*Extracted text:*

=== Section Start ===

New York, September 27, 2011 -- Moody's Investors Service has affirmed the A1 long-term ratings assigned to Sarasota County Public Hospital District's (the District) $466 million of outstanding bonds. The outlook remains stable.
SUMMARY RATING RATIONALE: The affirmation of the A1 ratings and the stable outlook reflects the District's ability to generate consistently strong operating profitability, dominant market share in its service area, growth of unrestricted cash and investments, and expansion of its regional referral network. The District faces challenges in the form of high Medicare, impending Medicaid rate reductions, and a relatively high debt burden.
Following are some of the strengths and challenges Moody notes in its latest report:
*Dominant inpatient market share in the District's primary service area (management reports 52.7% in FY 2010); the District has made volume gains in recent years with respect to its outpatient business, but it faces competition in the form of three smaller for-profit hospitals and inpatient market share has declined slightly in the past year
*Strong and consistent financial performance; FY 2010 operating income totaled $30.1 million (5.1% margin), similar to the $25.8 million (4.6% margin) reported in FY 2009.

=== Section End ===

*Check your understanding:*
**a)** Decide whether each of these statements agrees with the Moody's report on the Sarasota hospital district: (i) Moody's lowered the District's long-term ratings; (ii) management reported a 52.7% inpatient market share for the District's primary service area in FY 2010; (iii) the District's operating income was higher in FY 2010 than in FY 2009. Answer yes or no for each, quoting the words of the report that settle it.
**b)** Please carry on the Moody's report on the Sarasota hospital district, picking up right after its last sentence.

*Dataset:*

=== Section Start ===

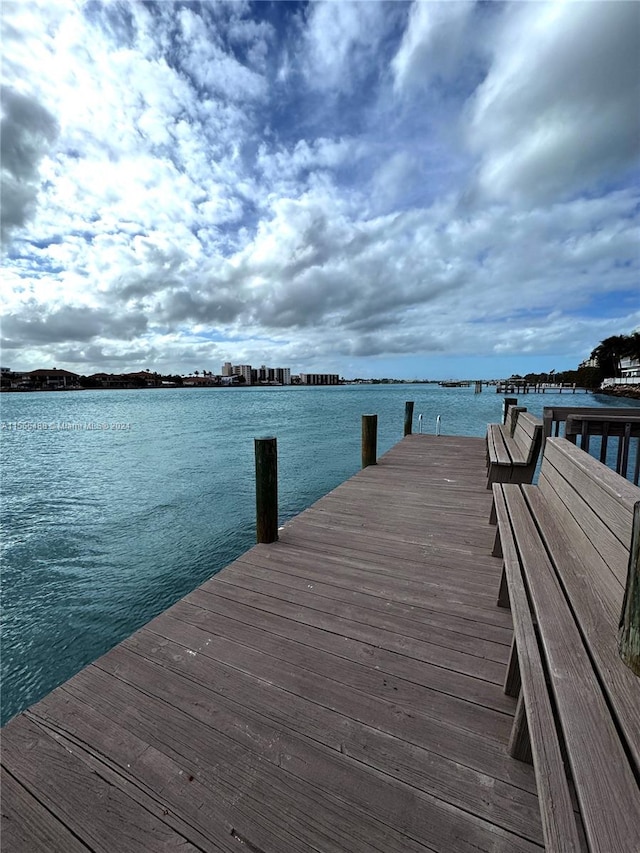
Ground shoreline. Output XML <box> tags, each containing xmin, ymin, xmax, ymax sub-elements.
<box><xmin>594</xmin><ymin>385</ymin><xmax>640</xmax><ymax>400</ymax></box>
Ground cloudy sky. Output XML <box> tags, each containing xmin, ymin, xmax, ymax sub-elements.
<box><xmin>1</xmin><ymin>0</ymin><xmax>640</xmax><ymax>378</ymax></box>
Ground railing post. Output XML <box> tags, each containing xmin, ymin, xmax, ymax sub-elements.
<box><xmin>254</xmin><ymin>437</ymin><xmax>278</xmax><ymax>543</ymax></box>
<box><xmin>404</xmin><ymin>402</ymin><xmax>413</xmax><ymax>435</ymax></box>
<box><xmin>502</xmin><ymin>397</ymin><xmax>518</xmax><ymax>424</ymax></box>
<box><xmin>618</xmin><ymin>501</ymin><xmax>640</xmax><ymax>676</ymax></box>
<box><xmin>362</xmin><ymin>415</ymin><xmax>378</xmax><ymax>468</ymax></box>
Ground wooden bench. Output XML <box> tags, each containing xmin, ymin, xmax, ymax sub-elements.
<box><xmin>493</xmin><ymin>438</ymin><xmax>640</xmax><ymax>853</ymax></box>
<box><xmin>487</xmin><ymin>407</ymin><xmax>542</xmax><ymax>489</ymax></box>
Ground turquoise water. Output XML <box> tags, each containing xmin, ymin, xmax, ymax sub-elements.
<box><xmin>0</xmin><ymin>385</ymin><xmax>630</xmax><ymax>723</ymax></box>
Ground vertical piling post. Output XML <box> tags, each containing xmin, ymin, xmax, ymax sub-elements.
<box><xmin>362</xmin><ymin>415</ymin><xmax>378</xmax><ymax>468</ymax></box>
<box><xmin>404</xmin><ymin>402</ymin><xmax>413</xmax><ymax>435</ymax></box>
<box><xmin>502</xmin><ymin>397</ymin><xmax>518</xmax><ymax>424</ymax></box>
<box><xmin>254</xmin><ymin>436</ymin><xmax>278</xmax><ymax>544</ymax></box>
<box><xmin>618</xmin><ymin>501</ymin><xmax>640</xmax><ymax>676</ymax></box>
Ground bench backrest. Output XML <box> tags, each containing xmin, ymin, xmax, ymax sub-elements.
<box><xmin>513</xmin><ymin>411</ymin><xmax>542</xmax><ymax>465</ymax></box>
<box><xmin>525</xmin><ymin>438</ymin><xmax>640</xmax><ymax>772</ymax></box>
<box><xmin>542</xmin><ymin>406</ymin><xmax>640</xmax><ymax>438</ymax></box>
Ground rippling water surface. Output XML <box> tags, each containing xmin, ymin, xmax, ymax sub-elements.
<box><xmin>0</xmin><ymin>385</ymin><xmax>631</xmax><ymax>723</ymax></box>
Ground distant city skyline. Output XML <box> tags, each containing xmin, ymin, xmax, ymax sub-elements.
<box><xmin>0</xmin><ymin>0</ymin><xmax>640</xmax><ymax>380</ymax></box>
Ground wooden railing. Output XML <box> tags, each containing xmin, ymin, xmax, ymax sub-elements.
<box><xmin>542</xmin><ymin>406</ymin><xmax>640</xmax><ymax>486</ymax></box>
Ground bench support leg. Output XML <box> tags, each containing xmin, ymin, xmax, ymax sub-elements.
<box><xmin>504</xmin><ymin>637</ymin><xmax>522</xmax><ymax>696</ymax></box>
<box><xmin>498</xmin><ymin>566</ymin><xmax>510</xmax><ymax>607</ymax></box>
<box><xmin>491</xmin><ymin>527</ymin><xmax>503</xmax><ymax>557</ymax></box>
<box><xmin>509</xmin><ymin>691</ymin><xmax>533</xmax><ymax>764</ymax></box>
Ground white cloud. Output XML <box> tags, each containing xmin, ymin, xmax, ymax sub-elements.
<box><xmin>469</xmin><ymin>2</ymin><xmax>640</xmax><ymax>203</ymax></box>
<box><xmin>392</xmin><ymin>0</ymin><xmax>475</xmax><ymax>90</ymax></box>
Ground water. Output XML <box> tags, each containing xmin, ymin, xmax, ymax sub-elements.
<box><xmin>0</xmin><ymin>385</ymin><xmax>631</xmax><ymax>723</ymax></box>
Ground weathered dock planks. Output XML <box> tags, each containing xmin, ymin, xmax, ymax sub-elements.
<box><xmin>2</xmin><ymin>435</ymin><xmax>542</xmax><ymax>853</ymax></box>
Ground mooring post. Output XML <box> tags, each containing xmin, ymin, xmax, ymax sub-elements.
<box><xmin>362</xmin><ymin>415</ymin><xmax>378</xmax><ymax>468</ymax></box>
<box><xmin>404</xmin><ymin>402</ymin><xmax>413</xmax><ymax>435</ymax></box>
<box><xmin>502</xmin><ymin>397</ymin><xmax>518</xmax><ymax>424</ymax></box>
<box><xmin>254</xmin><ymin>436</ymin><xmax>278</xmax><ymax>544</ymax></box>
<box><xmin>618</xmin><ymin>501</ymin><xmax>640</xmax><ymax>676</ymax></box>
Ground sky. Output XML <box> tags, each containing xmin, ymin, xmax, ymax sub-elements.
<box><xmin>0</xmin><ymin>0</ymin><xmax>640</xmax><ymax>379</ymax></box>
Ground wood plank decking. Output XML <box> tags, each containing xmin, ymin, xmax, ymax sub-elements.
<box><xmin>2</xmin><ymin>436</ymin><xmax>543</xmax><ymax>853</ymax></box>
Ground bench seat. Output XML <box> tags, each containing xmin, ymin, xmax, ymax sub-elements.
<box><xmin>493</xmin><ymin>438</ymin><xmax>640</xmax><ymax>853</ymax></box>
<box><xmin>487</xmin><ymin>409</ymin><xmax>542</xmax><ymax>489</ymax></box>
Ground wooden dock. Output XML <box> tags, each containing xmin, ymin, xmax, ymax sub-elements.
<box><xmin>2</xmin><ymin>435</ymin><xmax>543</xmax><ymax>853</ymax></box>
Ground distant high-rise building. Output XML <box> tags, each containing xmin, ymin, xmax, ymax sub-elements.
<box><xmin>232</xmin><ymin>364</ymin><xmax>251</xmax><ymax>385</ymax></box>
<box><xmin>300</xmin><ymin>373</ymin><xmax>340</xmax><ymax>385</ymax></box>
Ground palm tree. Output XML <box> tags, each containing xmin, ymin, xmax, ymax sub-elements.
<box><xmin>591</xmin><ymin>335</ymin><xmax>632</xmax><ymax>378</ymax></box>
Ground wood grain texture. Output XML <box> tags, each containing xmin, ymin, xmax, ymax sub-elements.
<box><xmin>494</xmin><ymin>486</ymin><xmax>582</xmax><ymax>853</ymax></box>
<box><xmin>503</xmin><ymin>486</ymin><xmax>640</xmax><ymax>851</ymax></box>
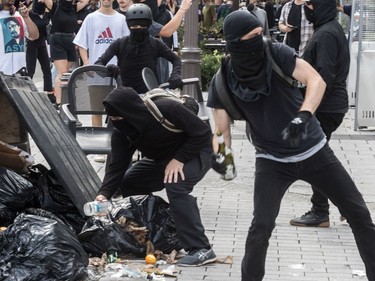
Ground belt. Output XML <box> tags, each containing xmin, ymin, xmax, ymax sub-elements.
<box><xmin>52</xmin><ymin>32</ymin><xmax>74</xmax><ymax>36</ymax></box>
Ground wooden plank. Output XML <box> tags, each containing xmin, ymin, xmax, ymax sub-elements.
<box><xmin>0</xmin><ymin>73</ymin><xmax>101</xmax><ymax>215</ymax></box>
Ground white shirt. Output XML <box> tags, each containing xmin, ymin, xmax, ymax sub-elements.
<box><xmin>0</xmin><ymin>11</ymin><xmax>28</xmax><ymax>75</ymax></box>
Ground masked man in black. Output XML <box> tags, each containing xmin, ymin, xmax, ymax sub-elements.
<box><xmin>207</xmin><ymin>11</ymin><xmax>375</xmax><ymax>281</ymax></box>
<box><xmin>95</xmin><ymin>4</ymin><xmax>182</xmax><ymax>94</ymax></box>
<box><xmin>96</xmin><ymin>88</ymin><xmax>216</xmax><ymax>266</ymax></box>
<box><xmin>290</xmin><ymin>0</ymin><xmax>350</xmax><ymax>227</ymax></box>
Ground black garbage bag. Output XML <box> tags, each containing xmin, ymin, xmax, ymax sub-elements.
<box><xmin>0</xmin><ymin>167</ymin><xmax>35</xmax><ymax>211</ymax></box>
<box><xmin>115</xmin><ymin>194</ymin><xmax>182</xmax><ymax>254</ymax></box>
<box><xmin>0</xmin><ymin>210</ymin><xmax>88</xmax><ymax>281</ymax></box>
<box><xmin>78</xmin><ymin>215</ymin><xmax>146</xmax><ymax>257</ymax></box>
<box><xmin>28</xmin><ymin>164</ymin><xmax>79</xmax><ymax>214</ymax></box>
<box><xmin>0</xmin><ymin>203</ymin><xmax>17</xmax><ymax>226</ymax></box>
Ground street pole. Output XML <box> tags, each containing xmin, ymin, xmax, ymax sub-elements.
<box><xmin>181</xmin><ymin>0</ymin><xmax>201</xmax><ymax>99</ymax></box>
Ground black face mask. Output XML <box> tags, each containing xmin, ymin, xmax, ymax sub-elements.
<box><xmin>130</xmin><ymin>28</ymin><xmax>148</xmax><ymax>43</ymax></box>
<box><xmin>228</xmin><ymin>35</ymin><xmax>266</xmax><ymax>89</ymax></box>
<box><xmin>303</xmin><ymin>5</ymin><xmax>315</xmax><ymax>23</ymax></box>
<box><xmin>59</xmin><ymin>0</ymin><xmax>73</xmax><ymax>11</ymax></box>
<box><xmin>33</xmin><ymin>1</ymin><xmax>46</xmax><ymax>15</ymax></box>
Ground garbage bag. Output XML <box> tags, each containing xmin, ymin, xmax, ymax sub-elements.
<box><xmin>0</xmin><ymin>210</ymin><xmax>88</xmax><ymax>281</ymax></box>
<box><xmin>29</xmin><ymin>164</ymin><xmax>79</xmax><ymax>214</ymax></box>
<box><xmin>0</xmin><ymin>167</ymin><xmax>35</xmax><ymax>211</ymax></box>
<box><xmin>0</xmin><ymin>203</ymin><xmax>17</xmax><ymax>226</ymax></box>
<box><xmin>115</xmin><ymin>194</ymin><xmax>182</xmax><ymax>254</ymax></box>
<box><xmin>78</xmin><ymin>215</ymin><xmax>146</xmax><ymax>257</ymax></box>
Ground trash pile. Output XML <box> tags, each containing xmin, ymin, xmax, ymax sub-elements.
<box><xmin>0</xmin><ymin>164</ymin><xmax>182</xmax><ymax>281</ymax></box>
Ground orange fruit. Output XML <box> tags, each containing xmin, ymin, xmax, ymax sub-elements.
<box><xmin>145</xmin><ymin>254</ymin><xmax>156</xmax><ymax>264</ymax></box>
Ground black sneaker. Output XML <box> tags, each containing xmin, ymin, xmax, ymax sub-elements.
<box><xmin>290</xmin><ymin>211</ymin><xmax>329</xmax><ymax>227</ymax></box>
<box><xmin>177</xmin><ymin>249</ymin><xmax>216</xmax><ymax>266</ymax></box>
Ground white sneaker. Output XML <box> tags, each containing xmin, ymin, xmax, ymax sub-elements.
<box><xmin>94</xmin><ymin>154</ymin><xmax>107</xmax><ymax>163</ymax></box>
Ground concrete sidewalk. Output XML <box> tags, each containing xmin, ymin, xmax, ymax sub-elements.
<box><xmin>31</xmin><ymin>69</ymin><xmax>375</xmax><ymax>281</ymax></box>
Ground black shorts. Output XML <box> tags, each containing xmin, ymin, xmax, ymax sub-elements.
<box><xmin>49</xmin><ymin>33</ymin><xmax>77</xmax><ymax>62</ymax></box>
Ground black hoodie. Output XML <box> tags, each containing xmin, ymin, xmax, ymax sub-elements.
<box><xmin>100</xmin><ymin>87</ymin><xmax>212</xmax><ymax>198</ymax></box>
<box><xmin>303</xmin><ymin>0</ymin><xmax>350</xmax><ymax>113</ymax></box>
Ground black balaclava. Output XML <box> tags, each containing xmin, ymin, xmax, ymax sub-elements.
<box><xmin>59</xmin><ymin>0</ymin><xmax>73</xmax><ymax>11</ymax></box>
<box><xmin>223</xmin><ymin>10</ymin><xmax>272</xmax><ymax>101</ymax></box>
<box><xmin>32</xmin><ymin>0</ymin><xmax>46</xmax><ymax>15</ymax></box>
<box><xmin>127</xmin><ymin>19</ymin><xmax>151</xmax><ymax>44</ymax></box>
<box><xmin>304</xmin><ymin>0</ymin><xmax>337</xmax><ymax>28</ymax></box>
<box><xmin>103</xmin><ymin>87</ymin><xmax>155</xmax><ymax>142</ymax></box>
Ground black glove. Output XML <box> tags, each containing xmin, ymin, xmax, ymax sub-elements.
<box><xmin>168</xmin><ymin>76</ymin><xmax>184</xmax><ymax>90</ymax></box>
<box><xmin>211</xmin><ymin>153</ymin><xmax>227</xmax><ymax>175</ymax></box>
<box><xmin>281</xmin><ymin>111</ymin><xmax>312</xmax><ymax>146</ymax></box>
<box><xmin>107</xmin><ymin>64</ymin><xmax>120</xmax><ymax>78</ymax></box>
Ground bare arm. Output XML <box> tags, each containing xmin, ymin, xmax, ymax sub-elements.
<box><xmin>159</xmin><ymin>0</ymin><xmax>192</xmax><ymax>37</ymax></box>
<box><xmin>293</xmin><ymin>58</ymin><xmax>326</xmax><ymax>113</ymax></box>
<box><xmin>212</xmin><ymin>109</ymin><xmax>232</xmax><ymax>151</ymax></box>
<box><xmin>18</xmin><ymin>2</ymin><xmax>39</xmax><ymax>41</ymax></box>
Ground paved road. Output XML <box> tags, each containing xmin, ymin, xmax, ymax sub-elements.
<box><xmin>32</xmin><ymin>66</ymin><xmax>375</xmax><ymax>281</ymax></box>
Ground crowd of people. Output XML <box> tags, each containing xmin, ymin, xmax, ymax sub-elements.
<box><xmin>0</xmin><ymin>0</ymin><xmax>375</xmax><ymax>281</ymax></box>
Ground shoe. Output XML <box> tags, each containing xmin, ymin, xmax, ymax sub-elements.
<box><xmin>94</xmin><ymin>154</ymin><xmax>107</xmax><ymax>163</ymax></box>
<box><xmin>290</xmin><ymin>211</ymin><xmax>329</xmax><ymax>227</ymax></box>
<box><xmin>177</xmin><ymin>246</ymin><xmax>216</xmax><ymax>266</ymax></box>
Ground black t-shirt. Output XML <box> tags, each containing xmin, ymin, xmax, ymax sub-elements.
<box><xmin>286</xmin><ymin>2</ymin><xmax>302</xmax><ymax>52</ymax></box>
<box><xmin>207</xmin><ymin>43</ymin><xmax>324</xmax><ymax>158</ymax></box>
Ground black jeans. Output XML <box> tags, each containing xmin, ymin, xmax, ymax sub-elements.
<box><xmin>311</xmin><ymin>112</ymin><xmax>345</xmax><ymax>214</ymax></box>
<box><xmin>26</xmin><ymin>41</ymin><xmax>53</xmax><ymax>92</ymax></box>
<box><xmin>242</xmin><ymin>144</ymin><xmax>375</xmax><ymax>281</ymax></box>
<box><xmin>121</xmin><ymin>152</ymin><xmax>211</xmax><ymax>251</ymax></box>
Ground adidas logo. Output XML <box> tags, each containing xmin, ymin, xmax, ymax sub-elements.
<box><xmin>95</xmin><ymin>27</ymin><xmax>114</xmax><ymax>44</ymax></box>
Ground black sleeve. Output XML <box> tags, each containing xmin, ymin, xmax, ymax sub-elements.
<box><xmin>94</xmin><ymin>37</ymin><xmax>124</xmax><ymax>65</ymax></box>
<box><xmin>155</xmin><ymin>39</ymin><xmax>181</xmax><ymax>77</ymax></box>
<box><xmin>98</xmin><ymin>129</ymin><xmax>135</xmax><ymax>199</ymax></box>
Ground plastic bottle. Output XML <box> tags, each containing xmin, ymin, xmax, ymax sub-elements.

=== Section End ===

*Written responses:*
**a)**
(i) No: "Moody's Investors Service has affirmed the A1 long-term ratings assigned to Sarasota County Public Hospital District's (the District) $466 million of outstanding bonds."
(ii) Yes: "management reports 52.7% in FY 2010"
(iii) Yes: "FY 2010 operating income totaled $30.1 million (5.1% margin), similar to the $25.8 million (4.6% margin) reported in FY 2009."

**b)**
*The District has branded itself as a regional referral center as it has made significant inroads in physician integration, expansion of its outpatient centers, and strategic initiatives designed to build upon its core services; completion of the bed tower project in 2013 is expected to increase referrals to the hospital
*High percentage of Medicare (53.7%), which is an unprofitable payer, and small managed care percentage results in limited opportunities for revenue growth based on rate increases; the recent budget passed by the Florida state legislature that significantly cut Medicaid reimbursement has the potential to impact the District's profitability, although Medicaid accounted for only 9.6% of the District's gross patient revenues in FY 2010
*Ad valorem tax revenues declined in FY 2010, a result of declining property values and the District's decision to not increase the millage rate; the taxes account for 8.1% of total operating revenues in FY 2010.
The stable outlook reflects the District's strong and stable financial performance, maintenance of liquidity, and lack of operational disruptions during the construction phase of the campus improvement plan.